> [Exercise brief]:
Gather every line of the records below that contains the string "grass", and copy each one.

> [Task input]:

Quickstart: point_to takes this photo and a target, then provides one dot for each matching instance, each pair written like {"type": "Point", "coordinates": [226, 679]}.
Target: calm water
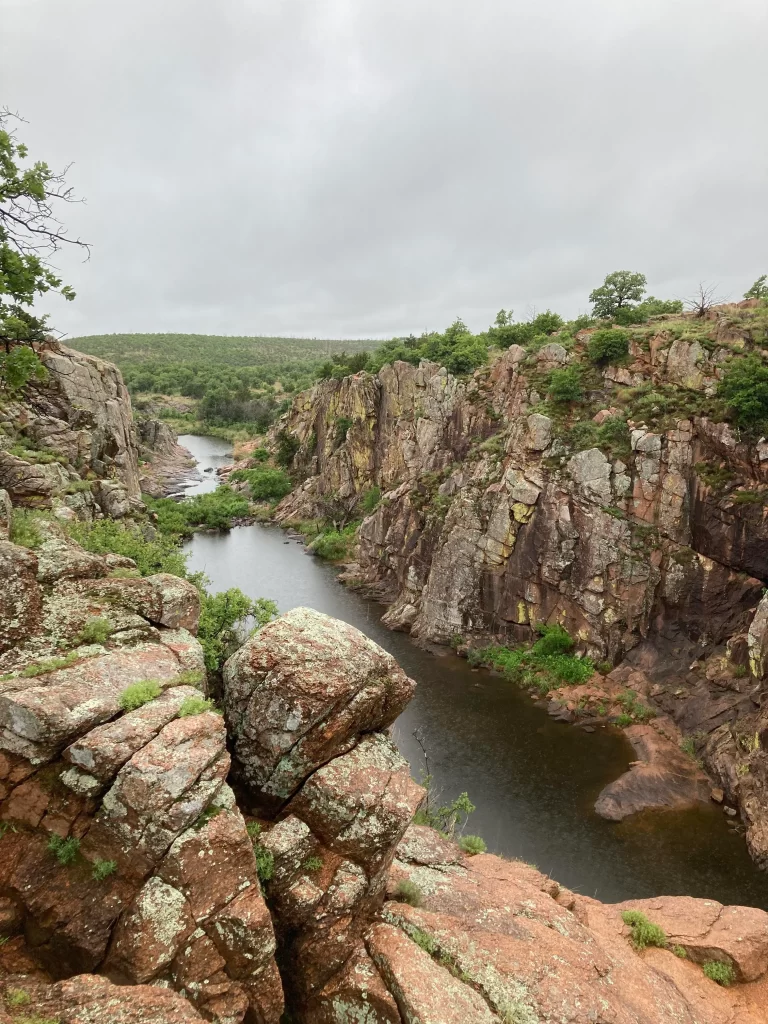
{"type": "Point", "coordinates": [534, 780]}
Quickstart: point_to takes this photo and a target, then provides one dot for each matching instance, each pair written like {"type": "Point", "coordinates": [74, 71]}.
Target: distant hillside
{"type": "Point", "coordinates": [140, 349]}
{"type": "Point", "coordinates": [238, 381]}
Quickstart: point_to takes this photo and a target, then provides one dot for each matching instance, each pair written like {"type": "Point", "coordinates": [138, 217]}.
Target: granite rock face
{"type": "Point", "coordinates": [74, 428]}
{"type": "Point", "coordinates": [306, 701]}
{"type": "Point", "coordinates": [123, 850]}
{"type": "Point", "coordinates": [494, 519]}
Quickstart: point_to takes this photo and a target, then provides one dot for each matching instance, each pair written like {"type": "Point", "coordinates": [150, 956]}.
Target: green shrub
{"type": "Point", "coordinates": [424, 940]}
{"type": "Point", "coordinates": [264, 484]}
{"type": "Point", "coordinates": [409, 892]}
{"type": "Point", "coordinates": [139, 693]}
{"type": "Point", "coordinates": [744, 389]}
{"type": "Point", "coordinates": [334, 545]}
{"type": "Point", "coordinates": [222, 623]}
{"type": "Point", "coordinates": [473, 845]}
{"type": "Point", "coordinates": [608, 347]}
{"type": "Point", "coordinates": [565, 385]}
{"type": "Point", "coordinates": [16, 996]}
{"type": "Point", "coordinates": [445, 818]}
{"type": "Point", "coordinates": [96, 630]}
{"type": "Point", "coordinates": [152, 555]}
{"type": "Point", "coordinates": [24, 529]}
{"type": "Point", "coordinates": [371, 500]}
{"type": "Point", "coordinates": [288, 445]}
{"type": "Point", "coordinates": [722, 973]}
{"type": "Point", "coordinates": [644, 932]}
{"type": "Point", "coordinates": [195, 706]}
{"type": "Point", "coordinates": [65, 850]}
{"type": "Point", "coordinates": [264, 862]}
{"type": "Point", "coordinates": [103, 868]}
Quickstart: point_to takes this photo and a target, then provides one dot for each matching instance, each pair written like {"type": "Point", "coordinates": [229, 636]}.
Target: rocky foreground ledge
{"type": "Point", "coordinates": [161, 862]}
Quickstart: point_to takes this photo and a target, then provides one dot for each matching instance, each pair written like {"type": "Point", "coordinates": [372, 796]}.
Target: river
{"type": "Point", "coordinates": [534, 780]}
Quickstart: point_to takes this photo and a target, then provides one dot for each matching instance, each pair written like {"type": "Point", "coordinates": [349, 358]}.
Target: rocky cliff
{"type": "Point", "coordinates": [635, 519]}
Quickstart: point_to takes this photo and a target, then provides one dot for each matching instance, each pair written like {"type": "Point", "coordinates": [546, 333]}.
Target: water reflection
{"type": "Point", "coordinates": [534, 780]}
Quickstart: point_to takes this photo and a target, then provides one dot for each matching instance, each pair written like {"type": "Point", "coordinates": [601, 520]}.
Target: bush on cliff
{"type": "Point", "coordinates": [547, 664]}
{"type": "Point", "coordinates": [608, 347]}
{"type": "Point", "coordinates": [152, 552]}
{"type": "Point", "coordinates": [643, 932]}
{"type": "Point", "coordinates": [744, 389]}
{"type": "Point", "coordinates": [264, 484]}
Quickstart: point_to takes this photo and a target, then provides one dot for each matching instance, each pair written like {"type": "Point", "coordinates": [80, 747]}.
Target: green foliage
{"type": "Point", "coordinates": [608, 346]}
{"type": "Point", "coordinates": [621, 289]}
{"type": "Point", "coordinates": [644, 932]}
{"type": "Point", "coordinates": [195, 706]}
{"type": "Point", "coordinates": [17, 996]}
{"type": "Point", "coordinates": [334, 545]}
{"type": "Point", "coordinates": [424, 940]}
{"type": "Point", "coordinates": [565, 385]}
{"type": "Point", "coordinates": [222, 623]}
{"type": "Point", "coordinates": [103, 868]}
{"type": "Point", "coordinates": [96, 630]}
{"type": "Point", "coordinates": [759, 290]}
{"type": "Point", "coordinates": [720, 972]}
{"type": "Point", "coordinates": [288, 445]}
{"type": "Point", "coordinates": [65, 850]}
{"type": "Point", "coordinates": [29, 233]}
{"type": "Point", "coordinates": [473, 845]}
{"type": "Point", "coordinates": [744, 389]}
{"type": "Point", "coordinates": [264, 862]}
{"type": "Point", "coordinates": [18, 367]}
{"type": "Point", "coordinates": [444, 818]}
{"type": "Point", "coordinates": [264, 484]}
{"type": "Point", "coordinates": [651, 306]}
{"type": "Point", "coordinates": [152, 554]}
{"type": "Point", "coordinates": [24, 529]}
{"type": "Point", "coordinates": [139, 693]}
{"type": "Point", "coordinates": [409, 892]}
{"type": "Point", "coordinates": [547, 664]}
{"type": "Point", "coordinates": [371, 499]}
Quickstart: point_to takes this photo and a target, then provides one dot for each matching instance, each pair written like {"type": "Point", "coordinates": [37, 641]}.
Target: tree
{"type": "Point", "coordinates": [759, 290]}
{"type": "Point", "coordinates": [621, 289]}
{"type": "Point", "coordinates": [744, 390]}
{"type": "Point", "coordinates": [704, 300]}
{"type": "Point", "coordinates": [30, 235]}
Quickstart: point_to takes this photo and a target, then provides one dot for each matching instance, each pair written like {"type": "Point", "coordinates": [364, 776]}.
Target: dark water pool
{"type": "Point", "coordinates": [534, 780]}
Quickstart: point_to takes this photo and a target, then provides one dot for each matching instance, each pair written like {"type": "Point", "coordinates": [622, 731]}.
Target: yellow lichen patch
{"type": "Point", "coordinates": [522, 513]}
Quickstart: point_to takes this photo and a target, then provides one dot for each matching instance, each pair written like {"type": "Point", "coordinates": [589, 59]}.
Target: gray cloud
{"type": "Point", "coordinates": [349, 169]}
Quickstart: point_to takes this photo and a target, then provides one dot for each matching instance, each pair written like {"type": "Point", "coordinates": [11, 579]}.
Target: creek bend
{"type": "Point", "coordinates": [534, 780]}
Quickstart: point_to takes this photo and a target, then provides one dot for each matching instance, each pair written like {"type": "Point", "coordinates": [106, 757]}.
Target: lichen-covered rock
{"type": "Point", "coordinates": [534, 951]}
{"type": "Point", "coordinates": [360, 803]}
{"type": "Point", "coordinates": [20, 598]}
{"type": "Point", "coordinates": [302, 690]}
{"type": "Point", "coordinates": [92, 999]}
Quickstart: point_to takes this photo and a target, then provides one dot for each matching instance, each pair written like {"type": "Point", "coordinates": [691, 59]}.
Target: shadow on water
{"type": "Point", "coordinates": [534, 780]}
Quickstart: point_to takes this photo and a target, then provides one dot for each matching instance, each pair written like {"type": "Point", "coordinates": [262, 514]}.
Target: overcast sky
{"type": "Point", "coordinates": [353, 168]}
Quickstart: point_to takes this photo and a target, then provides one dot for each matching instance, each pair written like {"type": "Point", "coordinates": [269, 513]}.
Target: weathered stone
{"type": "Point", "coordinates": [360, 804]}
{"type": "Point", "coordinates": [663, 777]}
{"type": "Point", "coordinates": [20, 598]}
{"type": "Point", "coordinates": [301, 690]}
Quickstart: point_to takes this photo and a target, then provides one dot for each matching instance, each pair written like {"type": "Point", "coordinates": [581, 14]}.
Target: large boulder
{"type": "Point", "coordinates": [302, 691]}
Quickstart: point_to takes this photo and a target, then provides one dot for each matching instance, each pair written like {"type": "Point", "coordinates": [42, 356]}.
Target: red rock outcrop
{"type": "Point", "coordinates": [122, 850]}
{"type": "Point", "coordinates": [306, 699]}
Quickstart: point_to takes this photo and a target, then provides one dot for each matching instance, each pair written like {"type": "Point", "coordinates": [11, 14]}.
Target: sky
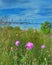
{"type": "Point", "coordinates": [26, 10]}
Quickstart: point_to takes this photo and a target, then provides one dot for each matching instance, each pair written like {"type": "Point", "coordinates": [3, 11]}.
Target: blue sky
{"type": "Point", "coordinates": [26, 10]}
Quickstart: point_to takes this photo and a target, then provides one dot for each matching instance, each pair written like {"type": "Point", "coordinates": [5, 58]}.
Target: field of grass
{"type": "Point", "coordinates": [10, 54]}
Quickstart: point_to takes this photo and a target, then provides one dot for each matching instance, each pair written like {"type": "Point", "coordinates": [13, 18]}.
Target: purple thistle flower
{"type": "Point", "coordinates": [29, 45]}
{"type": "Point", "coordinates": [43, 46]}
{"type": "Point", "coordinates": [17, 43]}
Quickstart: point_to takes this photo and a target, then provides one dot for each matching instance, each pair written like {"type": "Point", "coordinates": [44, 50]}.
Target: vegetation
{"type": "Point", "coordinates": [12, 54]}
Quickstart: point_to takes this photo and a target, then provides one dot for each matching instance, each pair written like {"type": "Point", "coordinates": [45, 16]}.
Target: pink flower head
{"type": "Point", "coordinates": [16, 34]}
{"type": "Point", "coordinates": [43, 46]}
{"type": "Point", "coordinates": [29, 45]}
{"type": "Point", "coordinates": [17, 43]}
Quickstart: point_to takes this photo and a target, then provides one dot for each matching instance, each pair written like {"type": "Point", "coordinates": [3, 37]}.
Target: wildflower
{"type": "Point", "coordinates": [11, 48]}
{"type": "Point", "coordinates": [16, 34]}
{"type": "Point", "coordinates": [17, 43]}
{"type": "Point", "coordinates": [43, 46]}
{"type": "Point", "coordinates": [29, 45]}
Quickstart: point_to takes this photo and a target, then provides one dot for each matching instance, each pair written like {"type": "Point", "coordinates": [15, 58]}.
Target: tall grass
{"type": "Point", "coordinates": [10, 54]}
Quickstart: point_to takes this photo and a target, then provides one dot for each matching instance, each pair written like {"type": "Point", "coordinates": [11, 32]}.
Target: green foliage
{"type": "Point", "coordinates": [13, 55]}
{"type": "Point", "coordinates": [45, 27]}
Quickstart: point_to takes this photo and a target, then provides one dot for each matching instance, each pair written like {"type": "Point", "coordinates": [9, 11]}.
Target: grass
{"type": "Point", "coordinates": [10, 54]}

> [Worked answer]:
Target: field of grass
Target: tall grass
Target: grass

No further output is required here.